Exercise material |
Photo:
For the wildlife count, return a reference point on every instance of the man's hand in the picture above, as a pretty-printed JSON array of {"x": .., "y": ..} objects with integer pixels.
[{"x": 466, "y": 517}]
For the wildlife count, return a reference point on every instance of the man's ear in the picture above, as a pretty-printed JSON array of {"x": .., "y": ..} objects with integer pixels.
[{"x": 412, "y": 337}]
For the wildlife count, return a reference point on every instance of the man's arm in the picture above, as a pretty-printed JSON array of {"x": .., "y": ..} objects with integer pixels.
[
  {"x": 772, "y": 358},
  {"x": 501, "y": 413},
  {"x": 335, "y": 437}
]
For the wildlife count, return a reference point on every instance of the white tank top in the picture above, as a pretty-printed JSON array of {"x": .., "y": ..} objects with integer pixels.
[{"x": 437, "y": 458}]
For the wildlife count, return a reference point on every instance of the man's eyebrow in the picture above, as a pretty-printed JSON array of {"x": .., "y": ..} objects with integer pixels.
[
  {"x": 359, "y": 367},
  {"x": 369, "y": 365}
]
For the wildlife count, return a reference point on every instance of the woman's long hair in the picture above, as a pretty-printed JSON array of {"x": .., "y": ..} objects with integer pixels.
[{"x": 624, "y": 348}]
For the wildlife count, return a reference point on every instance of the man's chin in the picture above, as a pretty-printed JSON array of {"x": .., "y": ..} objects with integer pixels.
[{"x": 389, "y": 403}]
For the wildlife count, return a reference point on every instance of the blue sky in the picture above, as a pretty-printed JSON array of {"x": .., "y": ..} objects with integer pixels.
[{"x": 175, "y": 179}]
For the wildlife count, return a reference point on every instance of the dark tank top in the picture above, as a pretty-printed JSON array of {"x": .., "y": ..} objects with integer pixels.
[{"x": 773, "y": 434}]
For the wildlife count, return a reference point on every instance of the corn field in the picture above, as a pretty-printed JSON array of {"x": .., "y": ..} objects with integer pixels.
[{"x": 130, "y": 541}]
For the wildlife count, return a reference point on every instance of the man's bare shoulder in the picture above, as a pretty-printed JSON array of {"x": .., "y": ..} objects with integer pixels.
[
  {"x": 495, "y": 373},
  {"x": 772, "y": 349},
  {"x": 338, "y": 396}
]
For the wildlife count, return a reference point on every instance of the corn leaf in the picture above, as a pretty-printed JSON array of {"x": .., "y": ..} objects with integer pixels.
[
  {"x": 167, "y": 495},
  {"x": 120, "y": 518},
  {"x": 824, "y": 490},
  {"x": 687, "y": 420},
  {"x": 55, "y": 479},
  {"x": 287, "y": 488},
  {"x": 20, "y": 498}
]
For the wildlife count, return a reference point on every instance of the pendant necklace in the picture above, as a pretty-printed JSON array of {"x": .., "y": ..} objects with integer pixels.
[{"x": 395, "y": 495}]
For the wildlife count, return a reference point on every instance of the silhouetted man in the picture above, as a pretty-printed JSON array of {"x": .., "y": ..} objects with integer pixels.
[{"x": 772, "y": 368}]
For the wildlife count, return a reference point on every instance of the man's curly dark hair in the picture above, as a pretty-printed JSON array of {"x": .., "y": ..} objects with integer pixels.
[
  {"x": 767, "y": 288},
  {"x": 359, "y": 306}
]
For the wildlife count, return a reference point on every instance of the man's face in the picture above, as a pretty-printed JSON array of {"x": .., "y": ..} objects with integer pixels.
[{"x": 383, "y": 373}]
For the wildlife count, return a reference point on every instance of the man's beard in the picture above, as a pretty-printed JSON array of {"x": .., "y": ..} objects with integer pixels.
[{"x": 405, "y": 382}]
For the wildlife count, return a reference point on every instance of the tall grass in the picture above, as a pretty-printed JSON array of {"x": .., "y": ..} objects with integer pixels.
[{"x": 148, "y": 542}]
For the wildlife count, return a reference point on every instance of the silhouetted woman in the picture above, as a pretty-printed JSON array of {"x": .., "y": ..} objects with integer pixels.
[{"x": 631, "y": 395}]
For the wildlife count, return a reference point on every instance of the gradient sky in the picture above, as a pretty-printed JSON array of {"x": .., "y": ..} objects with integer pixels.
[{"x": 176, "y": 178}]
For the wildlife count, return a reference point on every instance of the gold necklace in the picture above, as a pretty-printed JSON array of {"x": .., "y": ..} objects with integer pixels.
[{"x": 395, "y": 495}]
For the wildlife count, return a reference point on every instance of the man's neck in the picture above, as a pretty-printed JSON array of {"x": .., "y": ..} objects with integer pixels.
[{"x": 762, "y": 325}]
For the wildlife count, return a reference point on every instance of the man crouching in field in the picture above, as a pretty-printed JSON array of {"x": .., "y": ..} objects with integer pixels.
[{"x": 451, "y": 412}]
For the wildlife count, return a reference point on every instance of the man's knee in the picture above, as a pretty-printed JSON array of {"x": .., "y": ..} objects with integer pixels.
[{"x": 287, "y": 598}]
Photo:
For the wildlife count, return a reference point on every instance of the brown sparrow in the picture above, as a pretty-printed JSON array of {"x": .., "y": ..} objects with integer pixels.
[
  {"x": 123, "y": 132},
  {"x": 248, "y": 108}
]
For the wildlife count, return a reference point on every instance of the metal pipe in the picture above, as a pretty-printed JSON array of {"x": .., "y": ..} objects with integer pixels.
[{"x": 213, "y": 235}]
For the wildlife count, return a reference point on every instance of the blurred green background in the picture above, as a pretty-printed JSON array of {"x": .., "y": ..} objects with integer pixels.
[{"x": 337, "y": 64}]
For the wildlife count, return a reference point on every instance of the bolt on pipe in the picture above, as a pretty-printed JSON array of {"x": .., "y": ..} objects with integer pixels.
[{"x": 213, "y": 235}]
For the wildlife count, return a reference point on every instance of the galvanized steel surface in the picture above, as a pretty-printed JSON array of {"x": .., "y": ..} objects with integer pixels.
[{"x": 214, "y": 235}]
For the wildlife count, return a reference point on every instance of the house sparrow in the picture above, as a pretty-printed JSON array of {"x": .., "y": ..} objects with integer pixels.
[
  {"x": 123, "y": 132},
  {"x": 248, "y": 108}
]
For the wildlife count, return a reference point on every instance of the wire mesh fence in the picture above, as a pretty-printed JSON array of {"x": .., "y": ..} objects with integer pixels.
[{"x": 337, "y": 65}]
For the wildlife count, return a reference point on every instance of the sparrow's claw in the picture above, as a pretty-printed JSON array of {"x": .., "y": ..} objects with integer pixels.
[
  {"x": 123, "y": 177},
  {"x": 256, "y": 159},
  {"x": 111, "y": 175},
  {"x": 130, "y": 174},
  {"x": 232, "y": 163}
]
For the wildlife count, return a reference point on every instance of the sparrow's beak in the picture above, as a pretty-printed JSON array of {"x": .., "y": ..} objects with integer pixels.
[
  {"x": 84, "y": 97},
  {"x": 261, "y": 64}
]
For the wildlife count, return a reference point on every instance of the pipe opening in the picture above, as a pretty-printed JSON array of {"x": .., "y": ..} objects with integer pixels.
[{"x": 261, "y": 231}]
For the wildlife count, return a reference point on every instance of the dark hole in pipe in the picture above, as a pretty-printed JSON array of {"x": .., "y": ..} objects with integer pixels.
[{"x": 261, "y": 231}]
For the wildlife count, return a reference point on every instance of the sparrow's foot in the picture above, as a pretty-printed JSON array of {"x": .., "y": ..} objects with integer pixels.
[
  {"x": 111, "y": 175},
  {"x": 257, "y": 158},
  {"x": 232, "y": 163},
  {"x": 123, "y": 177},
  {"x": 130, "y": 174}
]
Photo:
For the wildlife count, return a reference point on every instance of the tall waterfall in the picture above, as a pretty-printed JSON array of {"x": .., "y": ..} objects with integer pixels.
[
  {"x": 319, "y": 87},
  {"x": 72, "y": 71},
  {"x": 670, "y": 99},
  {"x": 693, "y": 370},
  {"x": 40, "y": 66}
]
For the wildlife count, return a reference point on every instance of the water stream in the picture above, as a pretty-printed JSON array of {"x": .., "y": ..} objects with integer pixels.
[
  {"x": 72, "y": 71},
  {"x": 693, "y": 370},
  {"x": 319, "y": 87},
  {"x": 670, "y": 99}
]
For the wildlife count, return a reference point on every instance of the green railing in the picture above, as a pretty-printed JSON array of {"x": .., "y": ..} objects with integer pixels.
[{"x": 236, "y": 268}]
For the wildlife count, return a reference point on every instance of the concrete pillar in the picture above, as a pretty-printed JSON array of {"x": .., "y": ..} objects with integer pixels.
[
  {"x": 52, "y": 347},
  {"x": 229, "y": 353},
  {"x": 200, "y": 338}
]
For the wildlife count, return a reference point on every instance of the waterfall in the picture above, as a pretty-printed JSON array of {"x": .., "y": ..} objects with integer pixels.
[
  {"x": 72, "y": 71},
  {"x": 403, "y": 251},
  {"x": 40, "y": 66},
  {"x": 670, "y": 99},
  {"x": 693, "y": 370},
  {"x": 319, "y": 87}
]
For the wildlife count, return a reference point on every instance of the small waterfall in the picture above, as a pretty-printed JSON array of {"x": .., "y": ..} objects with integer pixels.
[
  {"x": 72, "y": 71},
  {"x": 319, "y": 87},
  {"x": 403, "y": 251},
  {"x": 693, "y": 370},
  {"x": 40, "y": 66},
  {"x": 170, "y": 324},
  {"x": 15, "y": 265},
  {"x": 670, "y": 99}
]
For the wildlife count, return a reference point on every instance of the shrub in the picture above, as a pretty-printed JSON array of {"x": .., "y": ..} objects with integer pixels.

What to do | Quote verbatim the line containing "of the green" and every line after it through the end of the records above.

The response |
For the wildlife count, return a reference point on every instance of the green railing in the picture above, as a pretty-printed JSON array of {"x": .., "y": ..} objects with integer pixels.
[{"x": 236, "y": 268}]
For the wildlife count, return a reference point on every instance of the concrete pillar in the picture above, as a pretty-printed JSON array of {"x": .., "y": ..} objects with integer pixels.
[
  {"x": 52, "y": 347},
  {"x": 229, "y": 353},
  {"x": 200, "y": 338}
]
For the wildlife count, return a reference point on every instance of the waterfall in the picture above, as a pretty-printed JSON array of {"x": .., "y": ..} objects with integer pixels.
[
  {"x": 72, "y": 71},
  {"x": 403, "y": 251},
  {"x": 40, "y": 66},
  {"x": 670, "y": 99},
  {"x": 693, "y": 370},
  {"x": 319, "y": 87}
]
For the wildlife count, return a reference point on every instance of the small waterfall in the picture above, as a pretty-printed JSON array of {"x": .., "y": ..} objects with integer pixels.
[
  {"x": 72, "y": 71},
  {"x": 319, "y": 87},
  {"x": 403, "y": 251},
  {"x": 693, "y": 370},
  {"x": 40, "y": 66},
  {"x": 170, "y": 324},
  {"x": 15, "y": 265},
  {"x": 670, "y": 99}
]
For the wildlife count, return a reference point on every instance of the shrub in the picture above, as a pretty-printed JSON array of {"x": .., "y": ..} objects with integer pixels.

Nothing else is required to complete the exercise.